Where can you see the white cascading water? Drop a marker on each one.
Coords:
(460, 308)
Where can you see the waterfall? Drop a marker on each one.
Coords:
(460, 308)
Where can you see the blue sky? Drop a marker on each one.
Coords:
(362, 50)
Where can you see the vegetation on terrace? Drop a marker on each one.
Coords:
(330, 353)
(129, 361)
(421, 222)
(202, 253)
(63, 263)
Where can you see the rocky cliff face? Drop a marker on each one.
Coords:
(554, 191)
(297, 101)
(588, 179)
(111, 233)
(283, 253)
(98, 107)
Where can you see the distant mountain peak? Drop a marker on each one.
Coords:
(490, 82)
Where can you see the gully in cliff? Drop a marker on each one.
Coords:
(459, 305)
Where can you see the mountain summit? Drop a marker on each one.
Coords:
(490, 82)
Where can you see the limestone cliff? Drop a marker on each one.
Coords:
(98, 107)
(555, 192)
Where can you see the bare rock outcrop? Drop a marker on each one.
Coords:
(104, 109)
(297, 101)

...

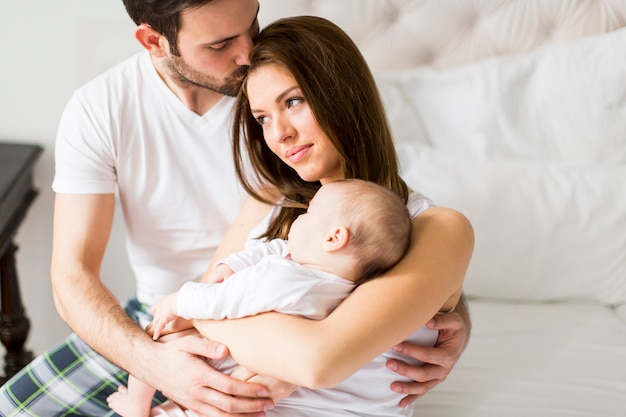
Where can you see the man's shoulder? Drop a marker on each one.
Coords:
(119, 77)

* * *

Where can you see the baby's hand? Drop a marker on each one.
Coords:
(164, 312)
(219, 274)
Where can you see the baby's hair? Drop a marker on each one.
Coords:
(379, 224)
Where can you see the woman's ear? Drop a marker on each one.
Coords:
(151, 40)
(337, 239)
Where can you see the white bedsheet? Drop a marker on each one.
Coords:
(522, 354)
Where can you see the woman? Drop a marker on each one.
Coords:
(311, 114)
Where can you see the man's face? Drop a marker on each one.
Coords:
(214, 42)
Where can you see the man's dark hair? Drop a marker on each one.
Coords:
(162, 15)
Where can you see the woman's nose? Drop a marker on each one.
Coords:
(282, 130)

- What you should do
In the entries above, count each line with "woman"; reply with the total only.

- Reply to the exercise
3